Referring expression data
********

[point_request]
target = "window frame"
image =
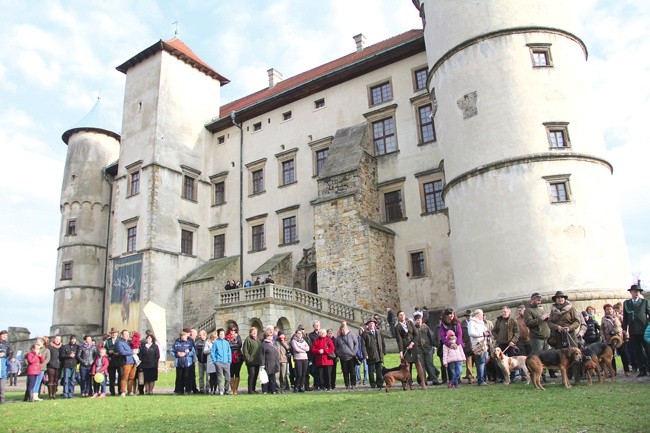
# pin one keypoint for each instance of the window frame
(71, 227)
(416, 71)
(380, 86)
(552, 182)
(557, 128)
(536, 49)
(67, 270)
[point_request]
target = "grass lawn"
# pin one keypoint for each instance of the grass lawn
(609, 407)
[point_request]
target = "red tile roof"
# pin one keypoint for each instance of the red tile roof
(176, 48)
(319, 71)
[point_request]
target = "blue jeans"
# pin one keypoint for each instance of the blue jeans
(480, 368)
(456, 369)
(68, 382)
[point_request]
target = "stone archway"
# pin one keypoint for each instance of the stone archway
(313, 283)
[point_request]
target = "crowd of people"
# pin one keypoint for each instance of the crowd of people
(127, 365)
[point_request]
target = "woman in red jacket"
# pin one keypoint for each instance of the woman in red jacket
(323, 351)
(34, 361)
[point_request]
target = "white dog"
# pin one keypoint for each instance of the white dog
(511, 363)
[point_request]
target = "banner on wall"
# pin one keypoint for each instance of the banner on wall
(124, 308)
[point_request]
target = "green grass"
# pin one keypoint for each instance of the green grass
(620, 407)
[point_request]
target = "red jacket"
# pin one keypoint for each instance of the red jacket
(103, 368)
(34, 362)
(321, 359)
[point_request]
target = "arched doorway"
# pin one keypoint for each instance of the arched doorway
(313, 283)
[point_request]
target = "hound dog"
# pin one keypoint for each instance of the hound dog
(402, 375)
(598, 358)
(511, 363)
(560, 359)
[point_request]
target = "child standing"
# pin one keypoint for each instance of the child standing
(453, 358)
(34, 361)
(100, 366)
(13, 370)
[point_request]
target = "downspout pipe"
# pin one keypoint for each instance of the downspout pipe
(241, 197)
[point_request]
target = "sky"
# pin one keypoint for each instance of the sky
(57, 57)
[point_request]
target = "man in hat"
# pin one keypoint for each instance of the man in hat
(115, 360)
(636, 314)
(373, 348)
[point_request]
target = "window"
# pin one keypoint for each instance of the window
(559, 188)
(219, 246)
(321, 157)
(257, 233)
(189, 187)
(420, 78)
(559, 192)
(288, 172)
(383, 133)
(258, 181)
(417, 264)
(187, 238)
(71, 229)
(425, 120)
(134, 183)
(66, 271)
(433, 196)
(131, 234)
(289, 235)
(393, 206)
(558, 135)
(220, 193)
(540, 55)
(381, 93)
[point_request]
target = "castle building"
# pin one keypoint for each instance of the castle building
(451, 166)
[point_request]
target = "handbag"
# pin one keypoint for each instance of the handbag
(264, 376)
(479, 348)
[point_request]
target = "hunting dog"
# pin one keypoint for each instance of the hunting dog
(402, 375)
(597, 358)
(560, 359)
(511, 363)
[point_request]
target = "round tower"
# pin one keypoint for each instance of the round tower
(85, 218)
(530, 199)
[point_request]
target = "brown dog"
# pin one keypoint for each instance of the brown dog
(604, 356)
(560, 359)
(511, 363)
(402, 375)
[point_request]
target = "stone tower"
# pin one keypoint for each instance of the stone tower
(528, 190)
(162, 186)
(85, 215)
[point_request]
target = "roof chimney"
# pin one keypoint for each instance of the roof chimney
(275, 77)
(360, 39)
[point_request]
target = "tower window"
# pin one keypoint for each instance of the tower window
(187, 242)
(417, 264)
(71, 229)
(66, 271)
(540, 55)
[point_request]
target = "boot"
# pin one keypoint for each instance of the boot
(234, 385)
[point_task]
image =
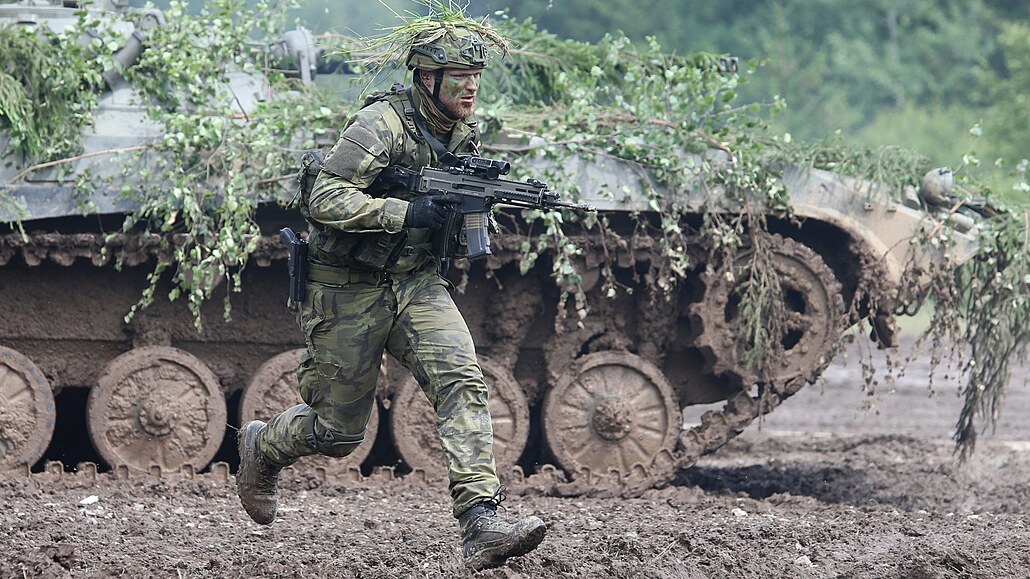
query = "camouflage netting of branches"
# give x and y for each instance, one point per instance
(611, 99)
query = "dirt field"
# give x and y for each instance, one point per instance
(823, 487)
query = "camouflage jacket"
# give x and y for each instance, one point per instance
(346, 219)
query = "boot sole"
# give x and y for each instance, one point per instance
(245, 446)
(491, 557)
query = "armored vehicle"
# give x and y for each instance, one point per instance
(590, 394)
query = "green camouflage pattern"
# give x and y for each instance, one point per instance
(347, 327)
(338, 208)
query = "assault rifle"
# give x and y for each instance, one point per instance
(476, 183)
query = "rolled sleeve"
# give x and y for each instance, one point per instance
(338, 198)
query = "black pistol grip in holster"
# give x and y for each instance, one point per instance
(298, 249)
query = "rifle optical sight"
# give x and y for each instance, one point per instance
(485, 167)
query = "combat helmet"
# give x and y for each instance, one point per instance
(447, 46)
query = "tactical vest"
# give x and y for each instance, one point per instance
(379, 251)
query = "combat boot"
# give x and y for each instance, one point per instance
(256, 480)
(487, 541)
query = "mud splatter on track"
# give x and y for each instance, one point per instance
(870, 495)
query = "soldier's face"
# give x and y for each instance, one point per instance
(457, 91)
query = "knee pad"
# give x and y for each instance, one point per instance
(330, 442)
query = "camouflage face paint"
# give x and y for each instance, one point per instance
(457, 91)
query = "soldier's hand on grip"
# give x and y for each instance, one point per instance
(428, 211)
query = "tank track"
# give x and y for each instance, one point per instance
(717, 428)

********

■ **WHAT NEEDS TO BE DONE**
Show the lines of the data that hold the word "face".

■ **REPLY TO THE EXERCISE**
query = "soldier's face"
query = "camouflage face paint"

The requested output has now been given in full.